## TO DO
1: Repeat, word for word, the stretch of the interview transcript that begins with the words containing "Congressman, welcome back, sir." and ends with "the Justice Department.".
2: In the interview transcript, why does the host say the public would probably know little about the Operation "Fast and Furious" controversy?

## QUOTED TEXT
□ □ □

Updated

This is a rush transcript from "Hannity," October 7, 2011. This copy may not be in its final form and may be updated.

SEAN HANNITY, HOST: We probably would not know much about the Operation "Fast and Furious" controversy if it were not for the tireless pursuit of the facts by Congressman Darrell Issa, who is the chairman of the House Oversight and Government Reform Committee. He joins us now with the very latest on this investigation.

Congressman, welcome back, sir. Thank you for being with us.

REP. DARRELL ISSA, R-CALIF., HOUSE OVERSIGHT COMMITTEE CHAIR: Thanks for having me on, Sean, and thanks for covering this important issue, in which Americans and Mexicans lost faith in their government because of what was done by our officials in the Justice Department.

HANNITY: Well, there's a couple of things that bother me about this. And I think it comes down to a very simple question: what did the attorney general know, when did he know it, and did he tell you the truth when he testified on May 3 of 2011 and said, I probably just heard about this for the first time in the last few weeks? We know that is a lie, correct?

ISSA: We certainly know that he failed to meet the duty of candor. If he now says, well, I thought you were asking a different question, he certainly stretched what one could answer when you said, when did you know about. So either when or about seemed to have tripped him up.

HANNITY: Failure to meet the duty of candor. Good thing you are in the political business, because in my little old world I call that a lie.

ISSA: You know, in any reasonable voter's mind, in any reasonable citizen's mind, he owed us an answer, and he didn't give it to us truthfully. There's no question about that.

□ □ □

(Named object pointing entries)
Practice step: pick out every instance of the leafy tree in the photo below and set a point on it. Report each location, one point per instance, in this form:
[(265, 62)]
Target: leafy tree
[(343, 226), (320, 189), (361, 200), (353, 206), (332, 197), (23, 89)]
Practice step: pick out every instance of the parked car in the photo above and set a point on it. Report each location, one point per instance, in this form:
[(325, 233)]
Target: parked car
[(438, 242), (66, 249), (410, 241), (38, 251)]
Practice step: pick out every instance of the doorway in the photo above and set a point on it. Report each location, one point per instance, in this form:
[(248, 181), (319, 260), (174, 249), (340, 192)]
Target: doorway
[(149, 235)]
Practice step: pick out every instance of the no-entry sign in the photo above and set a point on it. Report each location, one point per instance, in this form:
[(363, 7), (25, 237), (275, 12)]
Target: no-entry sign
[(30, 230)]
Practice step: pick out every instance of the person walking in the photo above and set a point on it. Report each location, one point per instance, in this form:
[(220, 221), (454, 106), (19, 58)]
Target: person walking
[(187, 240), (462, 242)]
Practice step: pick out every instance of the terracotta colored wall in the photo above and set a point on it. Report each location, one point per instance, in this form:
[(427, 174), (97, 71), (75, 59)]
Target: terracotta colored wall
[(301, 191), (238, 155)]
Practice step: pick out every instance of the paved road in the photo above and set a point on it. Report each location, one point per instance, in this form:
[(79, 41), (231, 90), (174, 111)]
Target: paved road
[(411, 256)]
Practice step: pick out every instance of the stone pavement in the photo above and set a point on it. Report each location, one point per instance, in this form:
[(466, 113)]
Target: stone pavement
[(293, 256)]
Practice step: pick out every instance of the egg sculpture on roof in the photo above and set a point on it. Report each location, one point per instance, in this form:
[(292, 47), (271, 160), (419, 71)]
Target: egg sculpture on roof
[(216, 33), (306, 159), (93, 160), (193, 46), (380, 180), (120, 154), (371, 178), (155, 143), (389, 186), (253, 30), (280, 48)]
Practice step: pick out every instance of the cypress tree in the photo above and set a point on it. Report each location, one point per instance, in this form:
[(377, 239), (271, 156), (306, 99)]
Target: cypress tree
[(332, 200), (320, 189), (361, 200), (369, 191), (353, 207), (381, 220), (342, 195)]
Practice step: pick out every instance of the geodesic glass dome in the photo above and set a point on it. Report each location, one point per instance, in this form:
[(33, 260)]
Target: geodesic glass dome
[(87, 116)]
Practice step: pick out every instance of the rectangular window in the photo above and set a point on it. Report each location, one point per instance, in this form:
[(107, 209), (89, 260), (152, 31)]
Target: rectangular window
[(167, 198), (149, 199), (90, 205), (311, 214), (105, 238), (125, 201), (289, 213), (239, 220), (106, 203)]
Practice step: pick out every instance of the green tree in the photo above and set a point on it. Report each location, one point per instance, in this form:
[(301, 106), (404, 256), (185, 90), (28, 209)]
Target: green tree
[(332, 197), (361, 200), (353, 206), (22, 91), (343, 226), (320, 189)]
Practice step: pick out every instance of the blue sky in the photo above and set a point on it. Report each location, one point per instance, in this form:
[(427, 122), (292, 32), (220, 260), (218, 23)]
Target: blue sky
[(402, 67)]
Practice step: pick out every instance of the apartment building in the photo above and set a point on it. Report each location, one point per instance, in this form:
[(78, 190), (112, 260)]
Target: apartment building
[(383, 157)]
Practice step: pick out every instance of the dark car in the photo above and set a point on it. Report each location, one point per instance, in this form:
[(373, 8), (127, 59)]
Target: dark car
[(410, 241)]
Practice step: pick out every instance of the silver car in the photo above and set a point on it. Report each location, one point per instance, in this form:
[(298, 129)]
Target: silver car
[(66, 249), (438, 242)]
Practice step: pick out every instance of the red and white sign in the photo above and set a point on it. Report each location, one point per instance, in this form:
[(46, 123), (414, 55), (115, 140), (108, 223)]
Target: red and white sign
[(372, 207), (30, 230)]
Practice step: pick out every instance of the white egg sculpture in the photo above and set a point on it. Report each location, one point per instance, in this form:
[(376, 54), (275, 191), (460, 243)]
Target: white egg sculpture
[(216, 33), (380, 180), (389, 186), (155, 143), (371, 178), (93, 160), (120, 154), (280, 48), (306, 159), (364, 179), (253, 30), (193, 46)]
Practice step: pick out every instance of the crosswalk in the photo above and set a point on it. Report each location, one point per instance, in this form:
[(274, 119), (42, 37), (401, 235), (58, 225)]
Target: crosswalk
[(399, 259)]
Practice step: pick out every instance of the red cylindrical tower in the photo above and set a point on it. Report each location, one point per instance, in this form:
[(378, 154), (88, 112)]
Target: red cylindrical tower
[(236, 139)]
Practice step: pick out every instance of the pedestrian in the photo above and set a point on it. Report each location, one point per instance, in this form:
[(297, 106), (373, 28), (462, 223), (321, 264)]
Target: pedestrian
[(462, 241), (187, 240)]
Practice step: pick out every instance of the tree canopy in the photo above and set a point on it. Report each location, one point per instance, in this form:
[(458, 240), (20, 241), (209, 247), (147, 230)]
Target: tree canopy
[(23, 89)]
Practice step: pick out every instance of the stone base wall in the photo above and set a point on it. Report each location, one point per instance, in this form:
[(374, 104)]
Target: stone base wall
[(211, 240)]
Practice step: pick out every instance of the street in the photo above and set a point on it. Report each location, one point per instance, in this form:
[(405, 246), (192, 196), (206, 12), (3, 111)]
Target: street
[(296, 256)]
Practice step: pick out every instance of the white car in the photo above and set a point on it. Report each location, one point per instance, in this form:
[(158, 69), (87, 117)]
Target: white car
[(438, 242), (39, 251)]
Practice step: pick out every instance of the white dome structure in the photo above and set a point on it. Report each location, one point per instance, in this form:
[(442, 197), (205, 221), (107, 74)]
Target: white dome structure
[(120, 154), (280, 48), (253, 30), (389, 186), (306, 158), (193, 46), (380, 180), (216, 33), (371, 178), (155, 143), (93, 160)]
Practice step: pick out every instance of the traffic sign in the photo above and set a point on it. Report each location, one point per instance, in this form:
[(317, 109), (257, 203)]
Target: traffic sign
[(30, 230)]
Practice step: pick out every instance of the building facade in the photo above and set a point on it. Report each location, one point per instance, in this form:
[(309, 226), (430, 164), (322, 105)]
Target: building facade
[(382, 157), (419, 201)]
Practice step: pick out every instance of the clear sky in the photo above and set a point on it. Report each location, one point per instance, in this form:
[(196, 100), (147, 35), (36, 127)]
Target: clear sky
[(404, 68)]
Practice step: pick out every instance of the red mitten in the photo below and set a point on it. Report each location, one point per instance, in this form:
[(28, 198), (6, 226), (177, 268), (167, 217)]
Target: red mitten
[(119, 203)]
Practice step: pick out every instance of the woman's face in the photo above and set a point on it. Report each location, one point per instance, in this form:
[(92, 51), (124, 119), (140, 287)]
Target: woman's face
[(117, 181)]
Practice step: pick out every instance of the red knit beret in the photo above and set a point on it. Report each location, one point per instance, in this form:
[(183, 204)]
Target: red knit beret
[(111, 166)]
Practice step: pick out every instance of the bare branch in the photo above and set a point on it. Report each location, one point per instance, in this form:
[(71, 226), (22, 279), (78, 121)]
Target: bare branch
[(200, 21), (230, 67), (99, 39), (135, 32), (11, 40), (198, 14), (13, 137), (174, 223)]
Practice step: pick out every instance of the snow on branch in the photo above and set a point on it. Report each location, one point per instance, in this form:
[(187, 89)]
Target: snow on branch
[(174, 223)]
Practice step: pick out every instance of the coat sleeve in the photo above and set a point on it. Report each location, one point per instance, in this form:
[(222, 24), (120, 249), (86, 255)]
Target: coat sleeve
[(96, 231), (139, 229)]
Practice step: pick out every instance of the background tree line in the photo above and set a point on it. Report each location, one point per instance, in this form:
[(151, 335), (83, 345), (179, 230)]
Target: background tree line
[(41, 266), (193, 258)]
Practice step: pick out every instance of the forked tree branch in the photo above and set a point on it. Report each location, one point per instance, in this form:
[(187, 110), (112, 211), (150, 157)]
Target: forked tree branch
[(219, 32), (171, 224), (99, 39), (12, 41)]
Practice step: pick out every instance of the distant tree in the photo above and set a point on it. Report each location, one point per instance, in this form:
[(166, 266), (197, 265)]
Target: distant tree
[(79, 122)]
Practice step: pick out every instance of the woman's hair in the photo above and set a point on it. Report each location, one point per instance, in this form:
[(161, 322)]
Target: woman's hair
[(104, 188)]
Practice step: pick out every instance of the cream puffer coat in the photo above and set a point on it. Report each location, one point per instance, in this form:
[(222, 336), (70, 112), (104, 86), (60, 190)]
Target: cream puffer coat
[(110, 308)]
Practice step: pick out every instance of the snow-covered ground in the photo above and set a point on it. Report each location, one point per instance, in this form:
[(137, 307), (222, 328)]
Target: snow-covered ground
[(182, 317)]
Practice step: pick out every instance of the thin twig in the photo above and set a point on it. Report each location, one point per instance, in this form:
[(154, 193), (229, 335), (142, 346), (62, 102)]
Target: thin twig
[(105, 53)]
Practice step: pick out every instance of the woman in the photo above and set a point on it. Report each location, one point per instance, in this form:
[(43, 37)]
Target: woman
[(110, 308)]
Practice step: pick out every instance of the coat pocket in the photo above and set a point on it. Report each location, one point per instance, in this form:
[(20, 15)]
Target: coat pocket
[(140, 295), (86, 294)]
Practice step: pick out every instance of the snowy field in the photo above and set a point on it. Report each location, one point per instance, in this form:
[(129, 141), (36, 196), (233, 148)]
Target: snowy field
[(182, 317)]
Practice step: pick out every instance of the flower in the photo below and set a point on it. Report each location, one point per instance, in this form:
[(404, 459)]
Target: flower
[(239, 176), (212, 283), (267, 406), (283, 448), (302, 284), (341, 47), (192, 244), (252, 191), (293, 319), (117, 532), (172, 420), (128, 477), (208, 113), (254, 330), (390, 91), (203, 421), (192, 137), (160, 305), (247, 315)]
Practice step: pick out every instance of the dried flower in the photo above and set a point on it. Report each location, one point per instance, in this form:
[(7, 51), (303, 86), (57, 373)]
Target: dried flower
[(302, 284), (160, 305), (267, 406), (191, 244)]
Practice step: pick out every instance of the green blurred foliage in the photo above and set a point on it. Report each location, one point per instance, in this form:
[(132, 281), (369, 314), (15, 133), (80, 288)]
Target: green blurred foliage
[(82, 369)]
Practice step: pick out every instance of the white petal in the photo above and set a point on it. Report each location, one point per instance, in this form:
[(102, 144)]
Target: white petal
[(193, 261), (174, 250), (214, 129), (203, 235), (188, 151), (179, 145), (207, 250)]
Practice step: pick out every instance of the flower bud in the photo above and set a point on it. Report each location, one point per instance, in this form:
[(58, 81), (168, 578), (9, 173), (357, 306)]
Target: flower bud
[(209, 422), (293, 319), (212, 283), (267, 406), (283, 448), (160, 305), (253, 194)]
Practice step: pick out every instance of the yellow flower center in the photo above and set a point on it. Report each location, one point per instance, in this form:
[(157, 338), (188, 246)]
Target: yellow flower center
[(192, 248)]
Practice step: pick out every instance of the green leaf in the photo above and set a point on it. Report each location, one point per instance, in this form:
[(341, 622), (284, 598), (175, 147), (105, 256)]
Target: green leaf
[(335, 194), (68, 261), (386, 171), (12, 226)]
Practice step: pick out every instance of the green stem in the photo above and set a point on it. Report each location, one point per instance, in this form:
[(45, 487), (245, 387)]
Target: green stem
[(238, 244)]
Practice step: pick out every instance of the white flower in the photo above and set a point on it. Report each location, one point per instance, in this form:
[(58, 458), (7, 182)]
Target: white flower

□ □ □

## FULL SOLUTIONS
1:
Congressman, welcome back, sir. Thank you for being with us.

REP. DARRELL ISSA, R-CALIF., HOUSE OVERSIGHT COMMITTEE CHAIR: Thanks for having me on, Sean, and thanks for covering this important issue, in which Americans and Mexicans lost faith in their government because of what was done by our officials in the Justice Department.

2: The host credits Congressman Darrell Issa, chairman of the House Oversight and Government Reform Committee. Without Issa's tireless pursuit of the facts, the host says, people probably would not know much about the controversy.